### [WHAT TO DO]
Nothing but the pictures should be dropped when the records are transcribed word for word.

### [Photo-based referring expression data]
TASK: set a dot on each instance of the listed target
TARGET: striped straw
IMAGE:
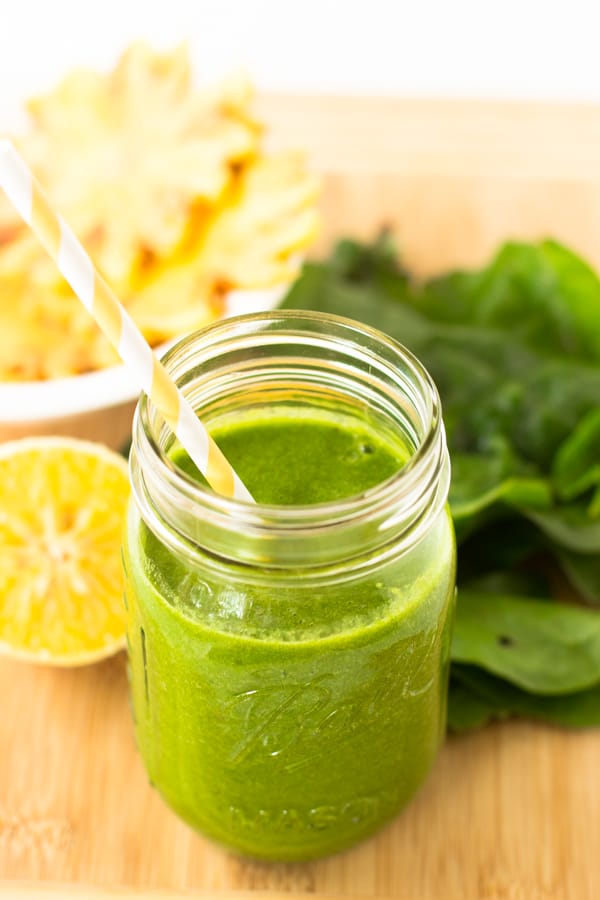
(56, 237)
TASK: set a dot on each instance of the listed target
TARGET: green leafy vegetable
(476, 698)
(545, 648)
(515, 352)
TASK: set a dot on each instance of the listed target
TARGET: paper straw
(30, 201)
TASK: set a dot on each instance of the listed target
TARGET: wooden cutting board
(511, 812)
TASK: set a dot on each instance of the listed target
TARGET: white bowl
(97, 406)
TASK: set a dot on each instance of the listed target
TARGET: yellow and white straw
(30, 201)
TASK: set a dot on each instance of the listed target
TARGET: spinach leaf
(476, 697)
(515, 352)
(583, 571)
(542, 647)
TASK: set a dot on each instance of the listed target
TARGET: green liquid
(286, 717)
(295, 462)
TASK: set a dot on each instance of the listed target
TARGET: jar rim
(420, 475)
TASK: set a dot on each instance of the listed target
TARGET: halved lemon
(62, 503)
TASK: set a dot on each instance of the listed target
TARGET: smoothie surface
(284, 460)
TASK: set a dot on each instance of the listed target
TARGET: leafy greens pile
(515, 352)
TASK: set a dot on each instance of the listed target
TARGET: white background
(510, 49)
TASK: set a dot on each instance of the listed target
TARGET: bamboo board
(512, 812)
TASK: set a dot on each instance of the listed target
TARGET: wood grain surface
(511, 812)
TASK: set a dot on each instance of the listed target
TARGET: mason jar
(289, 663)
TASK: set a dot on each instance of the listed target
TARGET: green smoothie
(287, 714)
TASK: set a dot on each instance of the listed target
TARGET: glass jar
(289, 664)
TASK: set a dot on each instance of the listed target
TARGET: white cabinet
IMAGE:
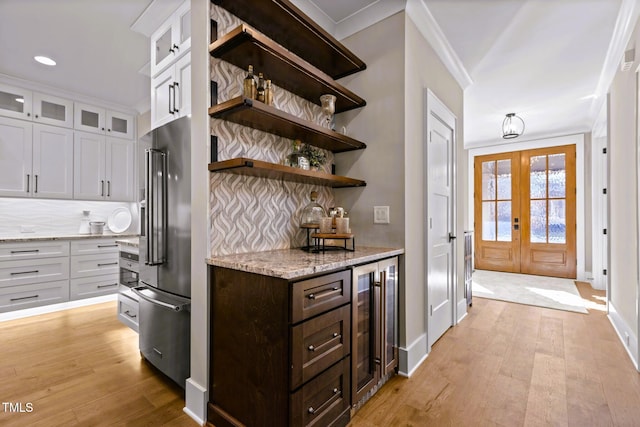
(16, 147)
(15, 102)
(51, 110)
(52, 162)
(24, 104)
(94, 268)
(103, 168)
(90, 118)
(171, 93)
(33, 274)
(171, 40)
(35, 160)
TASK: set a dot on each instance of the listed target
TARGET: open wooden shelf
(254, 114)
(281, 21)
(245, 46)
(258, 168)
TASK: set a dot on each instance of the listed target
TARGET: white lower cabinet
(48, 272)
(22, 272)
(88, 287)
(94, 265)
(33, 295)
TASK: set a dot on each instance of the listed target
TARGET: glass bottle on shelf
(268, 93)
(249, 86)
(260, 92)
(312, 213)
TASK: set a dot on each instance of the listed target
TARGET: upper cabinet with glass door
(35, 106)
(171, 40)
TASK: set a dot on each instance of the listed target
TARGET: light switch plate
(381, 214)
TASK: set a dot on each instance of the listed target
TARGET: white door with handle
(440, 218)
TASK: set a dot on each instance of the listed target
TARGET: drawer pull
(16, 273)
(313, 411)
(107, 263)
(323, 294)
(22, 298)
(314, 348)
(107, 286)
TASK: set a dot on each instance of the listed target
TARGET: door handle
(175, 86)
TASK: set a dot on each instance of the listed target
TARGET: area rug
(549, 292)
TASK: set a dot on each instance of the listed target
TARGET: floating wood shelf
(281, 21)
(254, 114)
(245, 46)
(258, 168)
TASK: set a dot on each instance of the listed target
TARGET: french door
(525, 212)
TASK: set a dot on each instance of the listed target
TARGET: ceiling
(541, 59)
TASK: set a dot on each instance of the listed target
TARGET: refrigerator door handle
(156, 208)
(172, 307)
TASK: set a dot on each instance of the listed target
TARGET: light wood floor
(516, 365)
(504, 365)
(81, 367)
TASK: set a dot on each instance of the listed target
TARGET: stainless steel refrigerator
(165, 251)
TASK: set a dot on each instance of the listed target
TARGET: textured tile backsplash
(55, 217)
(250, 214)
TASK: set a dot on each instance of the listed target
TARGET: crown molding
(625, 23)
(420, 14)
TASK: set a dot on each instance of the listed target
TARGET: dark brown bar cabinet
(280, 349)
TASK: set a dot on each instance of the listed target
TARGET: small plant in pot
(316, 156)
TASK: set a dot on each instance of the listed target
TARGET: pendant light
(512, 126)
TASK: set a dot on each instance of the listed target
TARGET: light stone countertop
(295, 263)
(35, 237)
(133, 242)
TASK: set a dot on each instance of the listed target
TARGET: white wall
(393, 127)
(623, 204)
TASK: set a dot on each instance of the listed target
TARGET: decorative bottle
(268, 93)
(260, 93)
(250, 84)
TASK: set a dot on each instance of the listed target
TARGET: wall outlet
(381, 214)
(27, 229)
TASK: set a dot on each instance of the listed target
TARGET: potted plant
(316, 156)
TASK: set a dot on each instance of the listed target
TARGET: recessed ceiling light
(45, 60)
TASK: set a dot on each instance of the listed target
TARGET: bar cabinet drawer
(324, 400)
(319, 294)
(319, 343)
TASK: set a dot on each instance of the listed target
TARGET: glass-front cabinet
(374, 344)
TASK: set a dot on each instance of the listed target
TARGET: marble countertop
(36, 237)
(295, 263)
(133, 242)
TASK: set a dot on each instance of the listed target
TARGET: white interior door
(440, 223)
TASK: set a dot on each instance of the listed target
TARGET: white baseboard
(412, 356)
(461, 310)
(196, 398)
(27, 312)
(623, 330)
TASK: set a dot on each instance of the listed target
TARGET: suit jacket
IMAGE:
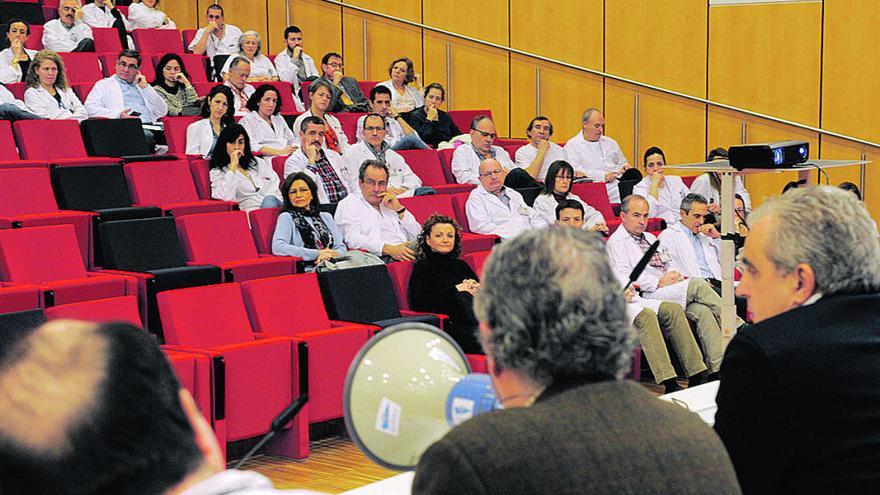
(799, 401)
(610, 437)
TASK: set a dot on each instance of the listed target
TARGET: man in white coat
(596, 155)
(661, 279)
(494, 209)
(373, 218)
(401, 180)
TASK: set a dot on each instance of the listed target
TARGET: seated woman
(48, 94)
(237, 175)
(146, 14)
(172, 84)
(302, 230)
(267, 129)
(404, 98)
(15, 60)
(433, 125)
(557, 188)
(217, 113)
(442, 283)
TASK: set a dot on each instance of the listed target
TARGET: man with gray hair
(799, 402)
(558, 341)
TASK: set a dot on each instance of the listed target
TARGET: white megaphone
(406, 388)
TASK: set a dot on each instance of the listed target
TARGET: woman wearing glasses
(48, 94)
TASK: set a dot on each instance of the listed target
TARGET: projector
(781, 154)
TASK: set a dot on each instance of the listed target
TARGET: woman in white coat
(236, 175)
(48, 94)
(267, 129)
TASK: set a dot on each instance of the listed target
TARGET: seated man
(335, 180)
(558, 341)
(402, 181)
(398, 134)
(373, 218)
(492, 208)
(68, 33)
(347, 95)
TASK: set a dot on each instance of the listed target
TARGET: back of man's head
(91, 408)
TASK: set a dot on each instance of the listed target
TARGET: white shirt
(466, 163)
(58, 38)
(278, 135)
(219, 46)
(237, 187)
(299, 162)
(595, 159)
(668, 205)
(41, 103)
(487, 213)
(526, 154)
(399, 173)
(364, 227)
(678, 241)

### [EXERCISE RESPONSE]
TASK: set a dot on each instance of the listed target
TARGET: striped straw
IMAGE:
(56, 237)
TASK: set a dot on each instance of the listed target
TARGET: green leafy vegetable
(476, 698)
(545, 648)
(515, 352)
TASK: set a dot on each instance of the listed target
TARGET: paper straw
(30, 201)
TASK: set a dot on each instance of the listed target
TARGET: wooden cutting board
(511, 812)
TASK: set a dot on each instance of the listed target
TARGET: white bowl
(97, 406)
TASK: set a dot on each instance of the listed target
TARGET: yellow and white straw
(30, 201)
TASK: set a dot on each instance of the listed target
TARGET: spinach leaf
(476, 697)
(515, 352)
(583, 571)
(542, 647)
TASK: set a dot on each instance of the listed target
TARGET: green liquid
(286, 717)
(295, 462)
TASK: set a dot on each instance of the listed target
TARGET: jar rim
(420, 475)
TASK: set a dot on each instance of the listed target
TARGET: halved lemon
(62, 503)
TASK: set a dot on each instance of the listed target
TARGET: smoothie surface
(284, 460)
TASK: set a dot on each instance of the listed target
TARGET: leafy greens pile
(515, 352)
TASK: set a dot on each instance of the listed target
TARGET: white background
(510, 49)
TASK: set a dot on each instance of the listed target
TARGET: bamboo board
(512, 812)
TASK: set a dot on each instance of the listed target
TARGET: wood grain surface
(511, 812)
TASK: set a dot on each instance of the listed target
TARGET: mason jar
(289, 663)
TASK: set a dot on each instance of the listed target
TARGET: green smoothie
(287, 714)
TASK: set a dot on each instance of the listed target
TARGET: glass jar
(289, 664)
TASK: set a dot on each instance of the listed target
TARGET: white cabinet
IMAGE:
(16, 147)
(15, 102)
(51, 110)
(52, 162)
(24, 104)
(94, 268)
(103, 168)
(90, 118)
(171, 93)
(33, 274)
(171, 40)
(35, 160)
TASK: set a dot on each instance of the listed target
TARGET: open wooden shelf
(254, 114)
(281, 21)
(245, 46)
(258, 168)
TASK: set a dot on each instance of the listed target
TARGET: white lower cabinet
(48, 272)
(22, 272)
(88, 287)
(94, 265)
(33, 295)
TASK: set a dot on each instance of the listed target
TARGET: glass bottle on shelf
(268, 93)
(249, 86)
(260, 92)
(312, 213)
TASK: set a dot on each instance of the listed target
TARGET: upper cabinet with glass door
(35, 106)
(171, 40)
TASK: set a dot on each instance of the listed target
TARGET: light switch plate
(381, 214)
TASK: set a dot on each instance of the listed target
TARGET: white door with handle
(440, 218)
TASK: set a dot on each instance of the listed target
TARGET: drawer pull
(16, 273)
(313, 411)
(107, 263)
(323, 294)
(22, 298)
(314, 348)
(107, 286)
TASK: set a dot on each instance of the listed target
TARGET: door handle
(175, 86)
TASK: set a dot on each instance of the listed target
TARGET: area rug
(549, 292)
TASK: set a dot on each instance of the listed target
TARGET: floating wood shelf
(281, 21)
(254, 114)
(245, 46)
(258, 168)
TASK: set a dot on each instance of the listed target
TARGET: french door
(525, 212)
TASK: set a dot on each instance of the listed target
TARGET: ceiling
(541, 59)
TASK: set a dot on each instance of the listed target
TARGET: refrigerator door handle
(156, 208)
(172, 307)
TASK: set a dot on each instance of the listed target
TARGET: light wood floor
(516, 365)
(504, 365)
(81, 367)
TASK: set a dot on each instance of the listed target
TARGET: stainless steel refrigerator
(165, 251)
TASK: set a dot on each instance of the listed target
TARGET: textured tile backsplash
(55, 217)
(250, 214)
TASK: set a dot on each instance of the listed target
TARGET: crown molding
(625, 23)
(420, 14)
TASK: set a dot on each instance of the listed target
TARGET: dark brown bar cabinet
(280, 349)
TASK: set a dot on each instance of the listed target
TARGET: small plant in pot
(316, 156)
TASK: set a dot on each instance of the listed target
TARGET: pendant light
(512, 126)
TASK: set a dot on each instance of the listed target
TARGET: light stone countertop
(295, 263)
(35, 237)
(133, 242)
TASK: set a dot on each instance of the listed target
TARGET: white wall
(393, 127)
(623, 204)
TASK: set a dot on each instance of the listed target
TARGET: decorative bottle
(268, 93)
(260, 93)
(250, 84)
TASK: set a dot on each instance of the listed target
TARGET: wall outlet
(381, 214)
(27, 229)
TASK: set a dot on each instance of the listed target
TARGET: potted plant
(316, 156)
TASK: set a dot on each instance of the listed target
TARGET: recessed ceiling light
(45, 60)
TASK: set a dot on each instance of the listed target
TARGET: bar cabinet drawer
(324, 400)
(319, 294)
(319, 343)
TASK: set a dot on each instance of the listed target
TARGET: glass-front cabinet
(374, 344)
TASK: set a dot on each instance of the listed target
TARGET: marble countertop
(36, 237)
(295, 263)
(133, 242)
TASK: set a dot on each instance of the listed target
TARGET: white interior door
(440, 223)
TASK: set a dot on each instance of the listed target
TARGET: white baseboard
(412, 356)
(461, 310)
(196, 398)
(27, 312)
(623, 330)
TASK: set a dot on each instance of the listed target
TARGET: suit jacket
IMAGE:
(799, 401)
(610, 437)
TASK: set a dot on each instance of the listed target
TARGET: man in white coat
(596, 155)
(661, 279)
(494, 209)
(373, 218)
(401, 180)
TASK: set a dot on each instance of the listed target
TARGET: seated woman
(48, 94)
(237, 175)
(146, 14)
(172, 84)
(302, 230)
(267, 129)
(404, 98)
(15, 60)
(433, 125)
(557, 188)
(217, 113)
(442, 283)
TASK: set a dot on each instance of the listed target
TARGET: man with gray hair
(799, 402)
(558, 341)
TASK: set a dot on each instance of the listed target
TARGET: white megaphone
(406, 388)
TASK: set a dot on each instance of the listed target
TARGET: woman wearing glasses
(48, 94)
TASK: set a dot on each instance of the listed target
TARGET: projector
(781, 154)
TASK: set a dot on each instance of the listed target
TARGET: woman in white coat
(236, 175)
(48, 94)
(267, 129)
TASK: set a dot on each instance of the listed target
TARGET: seated man
(335, 180)
(558, 341)
(402, 181)
(398, 134)
(373, 218)
(492, 208)
(68, 33)
(347, 95)
TASK: set a dot on each instance of the listed target
TARGET: back of man's head
(91, 408)
TASK: set a dot on each instance of the listed target
TARGET: white shirt
(466, 163)
(58, 38)
(278, 135)
(219, 46)
(237, 187)
(299, 162)
(595, 159)
(668, 205)
(41, 103)
(487, 213)
(526, 154)
(399, 173)
(364, 227)
(678, 241)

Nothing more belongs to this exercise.